Sehr unangenehm sind mir außerdem zwei Musikstücke aufgefallen. Nicht, weil sie mir nicht gefallen hätten, sondern weil sie einfach abartig laut abgemischt wurden. Das ist der Track im Krep und der in der Oranierfestung. Letzerer ist sogar so laut, dass meine Leutsprecher massiv übersteuert haben. Spielt man nachts in einer hellhörigen Mietwohnung, ist man da ganz schnell auf den Beinen. Über Kopfhörer scheint das besser zu harmonieren.
Story:
Ich habe bisher noch kein Gothic, Risen oder Elex wegen seiner herausragenden Story gespielt. Für mich war immer Atmosphäre, Gameplay und Erkundung wichtiger. Auch LoA bildet hier keine Ausnahme und brilliert dabei sogar gegenüber dem Original.
Zwar bietet LoA mit der schleichenden Veränderung des Helden eine potentiell interessante Seitenlinie, doch so recht überzeugen, konnte mich dieser Teil nicht. Zu abrupt wirkt hier der Verlauf. Da hilft man in einem Moment einem Einsiedler dabei, seine Vergangenheit zu bewältigen und im nächsten Moment schlachtet man Menschen ohne ersichtlichen Grund brutal ab. Je nach Spielweise (als Rekrut z.B.), passt das überhaupt nicht zu den getroffenen Entscheidungen. Da sitzt man dann überrumpelt und ratlos vorm Bildschirm und versucht zu verstehen, was zur Hölle gerade passiert ist.
Leider dürfte es kaum im Rahmen liegen, diese Brüche jetzt noch ausreichend zu glätten. Vielleicht würde es etwas helfen, an einigen Stellen mehr Tagebucheinträge hinzuzufügen, die sich mit den Folgen der Berührung des Buchs beschäftigen. So ein wenig Introspektive halt, die die Wandlung des Helden nachvollziehbarer macht.
Ähnliches gilt für die Rolle des Helden als Gouverneur, in die man plötzlich hinein rutschen kann. Abgesehen von einer Dialogzeile, scheint die Entscheidung für oder wider, überhaupt keine Rolle zu spielen. Hier hätte ich erwartet, dass die NPCs sich mir gegenüber, quasi als Chef der gesamten Insel, anders verhalten. Man bleibt aber letztlich doch der Laufbursche und wird teils harsch angegangen, wo Unterwürfigkeit, Gehorsam oder Ehrerbietung angebracht wäre.
Abgesehen von diesen Kritikpunkten, bietet LoA eine durchaus interessante Geschichte, die sich nahtlos in das Gothic Universum fügt. Auch die abschließende Szene in der Geisterwelt würde mir wohl recht gut gefallen, könnte ich meinen bösen Part besser akzeptieren. Hat man aber einen guten Helden gespielt, ergeben die Dialoge dort nicht viel Sinn. Denn dann hat man abseits zweier Cutscenes vielleicht überhaupt nichts gewichtig Böses gemacht.
-*-*-
◆ **Arbeitsauftrag**: An welchen beiden Orten laufen laut der Besprechung zu LoA die Musikstücke, die zu laut abgemischt wurden?

[Zeigedaten zu verweisenden Ausdrücken]
-*-*-
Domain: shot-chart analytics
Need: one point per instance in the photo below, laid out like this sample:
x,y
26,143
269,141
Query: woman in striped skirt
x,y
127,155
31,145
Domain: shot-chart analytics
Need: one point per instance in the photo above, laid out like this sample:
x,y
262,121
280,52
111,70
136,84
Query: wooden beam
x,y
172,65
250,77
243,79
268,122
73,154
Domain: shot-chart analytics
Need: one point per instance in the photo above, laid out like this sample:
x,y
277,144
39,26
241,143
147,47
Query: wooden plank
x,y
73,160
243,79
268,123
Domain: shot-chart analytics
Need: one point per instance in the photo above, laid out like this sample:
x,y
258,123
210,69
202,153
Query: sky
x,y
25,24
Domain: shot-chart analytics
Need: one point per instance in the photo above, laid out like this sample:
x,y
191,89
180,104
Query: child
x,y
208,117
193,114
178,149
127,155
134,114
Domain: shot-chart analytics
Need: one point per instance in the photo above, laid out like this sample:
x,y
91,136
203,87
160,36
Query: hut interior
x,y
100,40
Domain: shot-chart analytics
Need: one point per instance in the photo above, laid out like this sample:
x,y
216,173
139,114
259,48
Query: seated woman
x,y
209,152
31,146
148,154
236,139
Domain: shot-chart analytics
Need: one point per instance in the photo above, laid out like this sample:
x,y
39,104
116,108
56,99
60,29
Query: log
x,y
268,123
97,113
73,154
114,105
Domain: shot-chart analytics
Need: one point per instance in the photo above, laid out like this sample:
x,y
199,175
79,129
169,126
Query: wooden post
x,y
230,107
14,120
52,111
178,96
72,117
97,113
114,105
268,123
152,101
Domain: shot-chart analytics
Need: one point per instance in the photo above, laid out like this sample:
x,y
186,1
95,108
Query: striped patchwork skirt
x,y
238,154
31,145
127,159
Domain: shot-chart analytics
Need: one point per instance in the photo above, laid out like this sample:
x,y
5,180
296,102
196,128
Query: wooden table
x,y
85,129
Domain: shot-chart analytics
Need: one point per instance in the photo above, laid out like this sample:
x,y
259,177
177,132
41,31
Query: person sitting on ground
-*-*-
◆ **Antwort**: Im Krep und in der Oranierfestung.